Entries >>
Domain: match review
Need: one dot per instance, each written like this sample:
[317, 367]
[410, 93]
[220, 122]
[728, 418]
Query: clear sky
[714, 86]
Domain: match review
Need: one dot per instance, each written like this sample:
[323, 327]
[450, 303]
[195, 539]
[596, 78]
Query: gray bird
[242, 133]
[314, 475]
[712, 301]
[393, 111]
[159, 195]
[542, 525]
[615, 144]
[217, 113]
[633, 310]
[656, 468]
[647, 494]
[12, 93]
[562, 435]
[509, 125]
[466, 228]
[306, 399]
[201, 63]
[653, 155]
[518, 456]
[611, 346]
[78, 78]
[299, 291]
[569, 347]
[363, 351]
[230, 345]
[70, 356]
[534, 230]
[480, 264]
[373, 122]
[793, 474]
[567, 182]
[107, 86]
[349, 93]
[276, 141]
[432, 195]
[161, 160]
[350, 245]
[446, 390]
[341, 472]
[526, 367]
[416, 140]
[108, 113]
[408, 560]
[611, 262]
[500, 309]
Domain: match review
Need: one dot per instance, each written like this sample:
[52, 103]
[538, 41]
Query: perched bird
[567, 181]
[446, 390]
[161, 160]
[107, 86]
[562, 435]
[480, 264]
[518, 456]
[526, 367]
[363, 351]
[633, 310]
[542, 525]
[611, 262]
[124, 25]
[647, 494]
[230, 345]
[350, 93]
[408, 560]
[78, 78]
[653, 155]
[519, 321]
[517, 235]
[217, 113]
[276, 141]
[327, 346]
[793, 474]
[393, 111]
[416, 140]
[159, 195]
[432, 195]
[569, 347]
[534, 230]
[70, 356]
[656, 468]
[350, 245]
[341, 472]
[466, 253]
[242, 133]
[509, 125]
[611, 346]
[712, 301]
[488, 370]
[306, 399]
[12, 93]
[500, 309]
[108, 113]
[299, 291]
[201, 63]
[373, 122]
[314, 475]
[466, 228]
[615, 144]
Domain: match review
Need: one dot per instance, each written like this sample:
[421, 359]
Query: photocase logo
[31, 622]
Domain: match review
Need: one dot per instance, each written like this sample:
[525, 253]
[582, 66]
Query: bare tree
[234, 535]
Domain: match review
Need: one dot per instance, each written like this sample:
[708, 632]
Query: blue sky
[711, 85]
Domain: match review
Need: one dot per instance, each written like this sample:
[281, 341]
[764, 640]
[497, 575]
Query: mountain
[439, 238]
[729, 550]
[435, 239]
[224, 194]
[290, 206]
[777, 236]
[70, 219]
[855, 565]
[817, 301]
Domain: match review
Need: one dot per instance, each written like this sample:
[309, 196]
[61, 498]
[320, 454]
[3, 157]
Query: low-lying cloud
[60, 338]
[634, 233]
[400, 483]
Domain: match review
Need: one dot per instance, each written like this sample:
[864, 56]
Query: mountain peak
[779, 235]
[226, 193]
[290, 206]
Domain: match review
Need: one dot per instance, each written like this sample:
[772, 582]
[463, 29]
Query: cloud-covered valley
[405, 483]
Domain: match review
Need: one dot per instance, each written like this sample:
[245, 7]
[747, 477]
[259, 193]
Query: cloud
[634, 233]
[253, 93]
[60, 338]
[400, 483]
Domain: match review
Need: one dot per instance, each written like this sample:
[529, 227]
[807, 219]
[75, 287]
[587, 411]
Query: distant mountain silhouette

Task to complete >> From the listing above, select every line that contains the string "mountain", treating uppercase and lowercase letters as distinct.

The output >>
Query: mountain
Query: mountain peak
Query: distant mountain silhouette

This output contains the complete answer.